### Recorded information

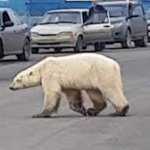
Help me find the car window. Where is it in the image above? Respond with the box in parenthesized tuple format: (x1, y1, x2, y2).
(9, 10, 23, 25)
(132, 5, 144, 16)
(40, 12, 82, 24)
(104, 4, 128, 17)
(86, 11, 109, 24)
(146, 10, 150, 19)
(2, 11, 12, 25)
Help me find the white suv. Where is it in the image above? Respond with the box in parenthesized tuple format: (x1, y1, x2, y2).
(31, 9, 112, 53)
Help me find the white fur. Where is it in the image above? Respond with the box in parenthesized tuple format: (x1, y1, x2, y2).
(10, 53, 129, 115)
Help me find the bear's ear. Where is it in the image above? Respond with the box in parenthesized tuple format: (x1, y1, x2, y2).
(29, 71, 33, 76)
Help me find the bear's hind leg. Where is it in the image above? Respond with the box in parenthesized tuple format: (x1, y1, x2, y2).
(104, 87, 129, 116)
(86, 89, 107, 116)
(65, 90, 86, 116)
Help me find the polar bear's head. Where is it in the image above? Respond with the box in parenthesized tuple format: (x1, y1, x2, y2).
(10, 68, 41, 91)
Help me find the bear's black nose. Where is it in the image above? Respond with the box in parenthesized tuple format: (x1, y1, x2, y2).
(9, 86, 13, 90)
(9, 86, 15, 91)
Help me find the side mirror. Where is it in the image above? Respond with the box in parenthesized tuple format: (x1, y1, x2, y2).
(4, 21, 14, 27)
(32, 22, 38, 26)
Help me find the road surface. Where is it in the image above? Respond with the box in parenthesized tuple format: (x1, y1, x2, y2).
(0, 46, 150, 150)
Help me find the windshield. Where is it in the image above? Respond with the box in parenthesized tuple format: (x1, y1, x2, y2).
(146, 11, 150, 19)
(104, 5, 128, 17)
(40, 12, 81, 24)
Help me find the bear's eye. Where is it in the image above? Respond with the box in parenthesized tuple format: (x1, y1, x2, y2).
(16, 79, 22, 83)
(29, 71, 33, 76)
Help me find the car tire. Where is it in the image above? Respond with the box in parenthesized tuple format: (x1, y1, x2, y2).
(54, 48, 62, 53)
(0, 40, 3, 59)
(134, 35, 148, 47)
(94, 42, 105, 51)
(32, 48, 39, 54)
(82, 44, 87, 50)
(121, 29, 133, 48)
(16, 38, 31, 61)
(74, 36, 83, 53)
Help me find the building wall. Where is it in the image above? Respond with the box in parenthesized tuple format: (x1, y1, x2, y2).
(142, 0, 150, 10)
(0, 0, 150, 17)
(28, 0, 92, 16)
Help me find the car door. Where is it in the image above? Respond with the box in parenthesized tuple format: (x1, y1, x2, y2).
(130, 5, 147, 37)
(1, 10, 17, 54)
(8, 9, 28, 52)
(83, 11, 112, 43)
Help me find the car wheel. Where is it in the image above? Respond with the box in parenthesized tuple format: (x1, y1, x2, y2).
(54, 48, 62, 53)
(74, 36, 83, 53)
(121, 29, 133, 48)
(0, 40, 3, 59)
(134, 35, 148, 47)
(94, 42, 105, 51)
(32, 48, 39, 54)
(16, 38, 31, 61)
(82, 44, 87, 50)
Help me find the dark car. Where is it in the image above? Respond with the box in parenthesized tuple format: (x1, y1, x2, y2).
(0, 8, 31, 61)
(101, 0, 148, 48)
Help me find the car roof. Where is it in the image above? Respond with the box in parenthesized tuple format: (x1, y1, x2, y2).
(47, 9, 88, 13)
(0, 7, 13, 12)
(99, 0, 138, 5)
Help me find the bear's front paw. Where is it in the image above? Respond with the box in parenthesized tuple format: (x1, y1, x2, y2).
(32, 112, 51, 118)
(87, 108, 98, 116)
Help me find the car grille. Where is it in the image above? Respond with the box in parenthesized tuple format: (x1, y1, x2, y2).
(39, 34, 57, 36)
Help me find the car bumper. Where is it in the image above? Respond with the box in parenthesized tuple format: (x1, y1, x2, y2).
(106, 24, 125, 43)
(32, 42, 75, 48)
(112, 26, 125, 41)
(31, 35, 76, 48)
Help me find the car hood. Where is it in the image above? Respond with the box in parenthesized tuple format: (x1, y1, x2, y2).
(110, 17, 125, 24)
(31, 24, 81, 34)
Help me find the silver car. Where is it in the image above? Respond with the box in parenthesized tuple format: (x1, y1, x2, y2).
(31, 9, 112, 53)
(101, 1, 148, 48)
(0, 8, 31, 60)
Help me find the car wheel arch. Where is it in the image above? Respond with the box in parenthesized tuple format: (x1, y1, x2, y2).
(77, 34, 83, 40)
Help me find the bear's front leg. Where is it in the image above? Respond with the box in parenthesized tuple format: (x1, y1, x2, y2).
(32, 92, 61, 118)
(33, 80, 61, 118)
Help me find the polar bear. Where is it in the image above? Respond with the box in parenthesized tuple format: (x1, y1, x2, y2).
(10, 53, 129, 118)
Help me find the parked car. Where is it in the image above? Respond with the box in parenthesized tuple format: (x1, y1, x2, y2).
(146, 9, 150, 41)
(31, 9, 112, 53)
(101, 0, 148, 48)
(0, 8, 31, 60)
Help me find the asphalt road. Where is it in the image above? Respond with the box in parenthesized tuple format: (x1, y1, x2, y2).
(0, 46, 150, 150)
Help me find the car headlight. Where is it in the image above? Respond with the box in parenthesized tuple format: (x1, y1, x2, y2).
(113, 22, 123, 28)
(31, 32, 39, 37)
(59, 32, 75, 38)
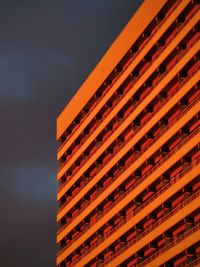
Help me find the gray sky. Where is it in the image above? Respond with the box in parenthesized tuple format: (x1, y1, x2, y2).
(0, 1, 143, 266)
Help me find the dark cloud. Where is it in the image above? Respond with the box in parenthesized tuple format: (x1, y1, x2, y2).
(0, 0, 143, 266)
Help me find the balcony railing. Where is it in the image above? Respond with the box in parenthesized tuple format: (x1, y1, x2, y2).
(58, 124, 199, 249)
(58, 14, 198, 174)
(184, 257, 200, 267)
(57, 92, 200, 220)
(57, 0, 195, 165)
(137, 222, 200, 267)
(57, 141, 199, 258)
(57, 0, 182, 153)
(58, 17, 200, 188)
(70, 189, 200, 266)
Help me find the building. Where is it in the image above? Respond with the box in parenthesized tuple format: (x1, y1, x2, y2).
(56, 0, 200, 266)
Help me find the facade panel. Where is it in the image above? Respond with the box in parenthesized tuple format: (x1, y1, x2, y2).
(56, 0, 200, 266)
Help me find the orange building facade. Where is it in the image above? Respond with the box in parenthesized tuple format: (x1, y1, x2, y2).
(56, 0, 200, 266)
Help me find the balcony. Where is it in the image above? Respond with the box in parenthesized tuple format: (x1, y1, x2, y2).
(57, 0, 183, 154)
(57, 2, 199, 175)
(57, 34, 199, 204)
(70, 187, 200, 266)
(57, 155, 199, 261)
(58, 90, 199, 218)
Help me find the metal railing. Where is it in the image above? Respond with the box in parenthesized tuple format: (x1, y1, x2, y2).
(184, 257, 200, 267)
(58, 0, 196, 165)
(57, 91, 200, 219)
(137, 222, 200, 267)
(58, 20, 200, 191)
(57, 121, 199, 246)
(72, 190, 200, 266)
(57, 142, 200, 257)
(57, 0, 182, 153)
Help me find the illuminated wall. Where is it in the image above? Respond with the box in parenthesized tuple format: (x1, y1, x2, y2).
(56, 0, 200, 266)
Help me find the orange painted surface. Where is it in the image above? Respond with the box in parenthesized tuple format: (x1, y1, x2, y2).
(56, 0, 200, 266)
(56, 0, 168, 140)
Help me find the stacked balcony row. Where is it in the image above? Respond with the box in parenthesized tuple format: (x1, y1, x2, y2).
(57, 1, 200, 266)
(58, 136, 199, 259)
(57, 0, 183, 149)
(57, 0, 199, 156)
(58, 17, 200, 180)
(59, 174, 200, 266)
(58, 138, 199, 247)
(118, 210, 200, 267)
(58, 143, 199, 250)
(160, 242, 200, 267)
(58, 83, 199, 213)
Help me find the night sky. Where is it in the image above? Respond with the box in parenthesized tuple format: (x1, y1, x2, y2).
(0, 1, 143, 266)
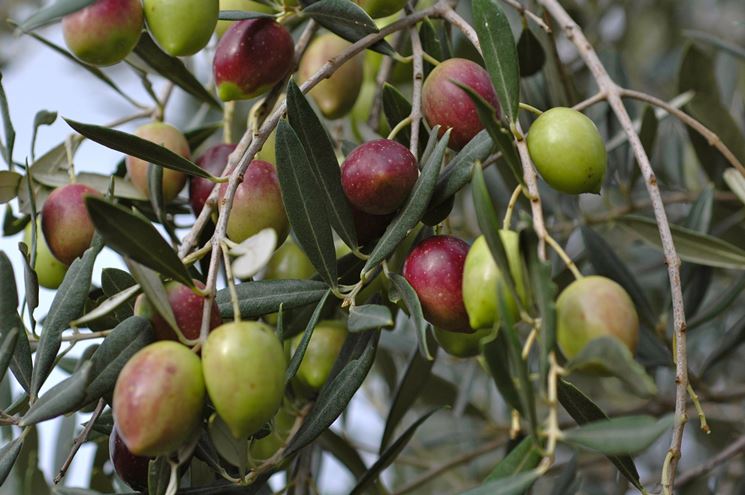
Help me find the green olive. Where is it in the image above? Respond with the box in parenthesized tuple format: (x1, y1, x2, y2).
(556, 276, 639, 359)
(526, 107, 607, 195)
(462, 232, 527, 330)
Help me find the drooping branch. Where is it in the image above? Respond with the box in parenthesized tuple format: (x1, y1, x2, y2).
(537, 1, 689, 490)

### Task item
Each of the lines from the one that contains "Help me find the drooping" through the last line of the data needs to be repeated exactly, with no others.

### Response to this task
Help me find the drooping branch. Where is it in the image above? Respond with the box in parenthesized tuple format: (x1, y1, x2, y2).
(537, 1, 689, 490)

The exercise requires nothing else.